— Text section —
• • •
July 4, 2020

Watch for the buildup!

When it comes to relationships I’m relatively clueless. perhaps it’s my failure to understand the subtle nuances, or how I take everything literal. Maybe I’m too lost in my fractured reality to fully understand the events around me.

According to statistics, having a functional relationship should be beyond my grasp. Even if we remove the Autism factor, apparently at least half of committed relationships are doomed to fail. So how does one rise above?

Cliche as it sounds, everything boils down to communication. Not simply talking with your partner about what you like, or things you wish to change, but all aspects of the relationship and your personality. It’s especially important to vocalize what’s bothering you about yourself, your partner, or life in general.

This doesn’t mean you complain about everything they do and expect change, that’s not communication or respect. Also, if there’s a LOT of problems you are having with your partner, maybe you’re not a great match to begin with? Relationships in my opinion, shouldn’t feel like work, and never require completely changing one another.

What I’m referring to is a healthy discussion about important subjects where each party compromises in some way, while letting things go in others; enabling each to live their own life together.

If I were to give an analogy to properly express my thoughts, it would be how people, oddly enough, seem to be like Kettles. Weird I know but please bare with me lol.

Anytime people feel a need to express themselves in a relationship, either positively or negatively, and don’t feel like they can, it builds up. Even something minuscule like ignoring a trait which really bothers you can spread and infect to other areas of the relationship. Eventually, as these small concerns fester inside they can begin to manifest as one overwhelming emotion, corrupting your views and making you feel trapped.
• • •
[Records from a data collection]
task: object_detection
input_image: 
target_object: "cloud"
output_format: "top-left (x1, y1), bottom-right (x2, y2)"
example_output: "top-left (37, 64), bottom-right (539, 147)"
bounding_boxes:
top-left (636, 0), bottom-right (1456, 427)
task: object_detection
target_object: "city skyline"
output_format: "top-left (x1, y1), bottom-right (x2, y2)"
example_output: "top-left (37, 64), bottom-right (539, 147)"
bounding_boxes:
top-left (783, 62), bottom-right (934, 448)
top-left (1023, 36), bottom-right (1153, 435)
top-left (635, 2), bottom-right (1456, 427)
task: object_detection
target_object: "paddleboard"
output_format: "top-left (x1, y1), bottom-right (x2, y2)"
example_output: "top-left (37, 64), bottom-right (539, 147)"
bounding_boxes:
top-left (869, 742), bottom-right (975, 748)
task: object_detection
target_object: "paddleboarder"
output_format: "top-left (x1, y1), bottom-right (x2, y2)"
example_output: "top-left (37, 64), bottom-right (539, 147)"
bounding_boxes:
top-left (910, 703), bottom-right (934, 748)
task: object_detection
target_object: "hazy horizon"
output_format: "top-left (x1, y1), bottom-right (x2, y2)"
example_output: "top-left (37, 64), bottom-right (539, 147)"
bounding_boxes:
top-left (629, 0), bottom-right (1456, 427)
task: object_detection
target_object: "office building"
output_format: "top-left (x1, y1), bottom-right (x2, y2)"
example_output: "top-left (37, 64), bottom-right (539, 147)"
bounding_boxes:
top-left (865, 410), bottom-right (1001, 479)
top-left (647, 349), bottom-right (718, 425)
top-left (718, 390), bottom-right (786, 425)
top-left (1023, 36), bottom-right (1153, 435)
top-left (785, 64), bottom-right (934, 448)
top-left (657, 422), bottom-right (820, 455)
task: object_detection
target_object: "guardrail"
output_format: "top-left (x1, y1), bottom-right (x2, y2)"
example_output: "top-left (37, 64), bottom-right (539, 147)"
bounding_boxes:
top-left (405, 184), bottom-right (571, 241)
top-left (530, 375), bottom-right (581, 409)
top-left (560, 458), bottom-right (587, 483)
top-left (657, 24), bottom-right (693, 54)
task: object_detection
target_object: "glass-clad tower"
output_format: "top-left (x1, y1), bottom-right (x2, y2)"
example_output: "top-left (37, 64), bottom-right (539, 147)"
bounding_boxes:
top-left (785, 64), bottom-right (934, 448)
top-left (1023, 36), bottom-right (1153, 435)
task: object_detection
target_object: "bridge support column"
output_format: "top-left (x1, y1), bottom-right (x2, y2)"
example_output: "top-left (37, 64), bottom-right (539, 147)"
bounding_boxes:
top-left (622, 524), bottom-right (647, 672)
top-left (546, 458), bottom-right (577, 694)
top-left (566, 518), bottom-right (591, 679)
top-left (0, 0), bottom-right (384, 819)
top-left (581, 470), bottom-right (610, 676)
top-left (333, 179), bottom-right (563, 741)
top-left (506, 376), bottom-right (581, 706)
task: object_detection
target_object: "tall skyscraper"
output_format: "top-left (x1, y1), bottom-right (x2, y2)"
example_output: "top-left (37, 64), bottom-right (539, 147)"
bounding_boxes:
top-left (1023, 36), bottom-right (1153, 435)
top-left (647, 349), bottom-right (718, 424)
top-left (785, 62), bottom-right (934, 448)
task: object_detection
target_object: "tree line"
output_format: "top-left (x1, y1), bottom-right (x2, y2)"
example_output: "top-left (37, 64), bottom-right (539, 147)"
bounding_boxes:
• • •
— Task instructions —
Continue the blog post on communication in relationships from where it stops, carrying on its kettle analogy in the same voice.

— Exercise result —
Soon, issues you never used to have start developing as well. Suddenly traits you once found endearing or promising become hindrances or annoyances; making your displeasure increase more. Like a kettle heating up you become ever-closer to a dramatic emotional explosion. What’s worse, is when you finally reach your boiling point, the fight which ensues is usually a silly one based off a problem previously considered inconsequential.

Unfortunately, during this time as all the little problems fester and corrupt, you no longer see many (if any) good aspects of your partner. Your displeasure with them has grown so dramatically in your silence, the only viable solution is to remove yourself from the relationship altogether. To break up.

It makes you wonder. How would things have turned out if you only spoke freely in the moment?

If instead of letting something potentially small but bothersome become a serious cause of concern, you confronted the situation in a lighthearted manner as the emotions developed?

Could dealing with tiny concerns now prevent the larger ones from carrying such heavy weight? Or maybe expressing yourself more often simply leads to less moments of emotional exhaustion and intensity; stopping you from exploding on those around you?

Regardless of what may or may not come from increased communication, wouldn’t you say it’s wort a try?